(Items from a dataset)
══════════════════════════════

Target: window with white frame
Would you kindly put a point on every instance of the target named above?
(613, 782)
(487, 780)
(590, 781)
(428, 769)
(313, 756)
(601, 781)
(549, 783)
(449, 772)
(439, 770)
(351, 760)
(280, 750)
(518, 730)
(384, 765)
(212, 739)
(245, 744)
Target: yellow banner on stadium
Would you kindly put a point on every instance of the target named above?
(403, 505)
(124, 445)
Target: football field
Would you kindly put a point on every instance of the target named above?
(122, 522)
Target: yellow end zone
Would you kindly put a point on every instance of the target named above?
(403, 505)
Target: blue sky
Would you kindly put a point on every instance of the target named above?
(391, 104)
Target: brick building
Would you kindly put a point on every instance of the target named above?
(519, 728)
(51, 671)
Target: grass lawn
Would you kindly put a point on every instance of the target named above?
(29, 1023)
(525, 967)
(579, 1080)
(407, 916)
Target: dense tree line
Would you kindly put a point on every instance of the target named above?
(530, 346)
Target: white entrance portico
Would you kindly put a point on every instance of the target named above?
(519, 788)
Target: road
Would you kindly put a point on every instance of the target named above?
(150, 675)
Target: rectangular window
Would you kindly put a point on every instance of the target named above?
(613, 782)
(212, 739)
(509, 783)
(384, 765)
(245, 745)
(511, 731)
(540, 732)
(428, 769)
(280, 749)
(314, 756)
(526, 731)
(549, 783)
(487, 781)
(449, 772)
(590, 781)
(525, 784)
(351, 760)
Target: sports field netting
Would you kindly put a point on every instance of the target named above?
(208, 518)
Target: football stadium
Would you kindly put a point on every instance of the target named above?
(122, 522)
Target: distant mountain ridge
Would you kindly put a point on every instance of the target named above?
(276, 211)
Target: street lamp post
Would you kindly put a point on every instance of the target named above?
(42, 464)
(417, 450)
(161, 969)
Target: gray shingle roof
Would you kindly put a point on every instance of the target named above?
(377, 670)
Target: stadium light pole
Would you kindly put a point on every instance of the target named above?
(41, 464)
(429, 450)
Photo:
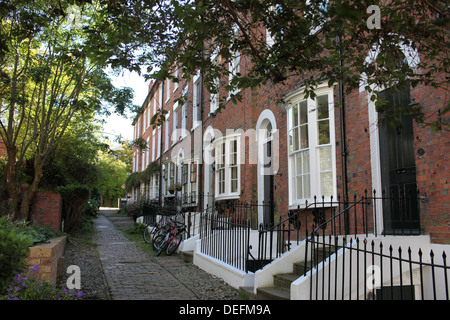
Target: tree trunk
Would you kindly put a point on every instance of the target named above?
(12, 186)
(27, 199)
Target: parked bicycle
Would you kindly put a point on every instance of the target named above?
(170, 240)
(151, 229)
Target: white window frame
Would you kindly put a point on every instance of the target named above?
(175, 83)
(167, 90)
(234, 70)
(190, 188)
(175, 123)
(228, 165)
(215, 97)
(313, 146)
(196, 96)
(167, 131)
(183, 120)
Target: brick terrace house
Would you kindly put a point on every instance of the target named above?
(280, 156)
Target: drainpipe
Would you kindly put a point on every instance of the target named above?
(200, 165)
(343, 139)
(161, 149)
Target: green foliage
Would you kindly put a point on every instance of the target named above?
(113, 175)
(13, 250)
(30, 287)
(136, 178)
(137, 228)
(74, 197)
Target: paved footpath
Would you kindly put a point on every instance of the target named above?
(133, 274)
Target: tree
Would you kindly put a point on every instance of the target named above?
(49, 74)
(114, 173)
(311, 41)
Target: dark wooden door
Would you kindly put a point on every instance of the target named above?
(398, 169)
(268, 209)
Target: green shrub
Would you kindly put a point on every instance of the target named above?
(29, 287)
(74, 197)
(13, 250)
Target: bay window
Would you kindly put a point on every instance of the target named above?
(311, 147)
(228, 167)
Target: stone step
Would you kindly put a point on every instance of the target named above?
(273, 293)
(284, 280)
(187, 256)
(247, 292)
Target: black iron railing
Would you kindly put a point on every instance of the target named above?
(225, 231)
(341, 266)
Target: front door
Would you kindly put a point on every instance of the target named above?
(398, 170)
(268, 205)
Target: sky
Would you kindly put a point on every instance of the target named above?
(116, 124)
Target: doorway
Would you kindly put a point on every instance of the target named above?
(267, 164)
(398, 168)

══════════════════════════════

Lines holding the word "field" are the answer; copy every one from the records above.

THE COMPLETED TASK:
Target: football field
Target: sports field netting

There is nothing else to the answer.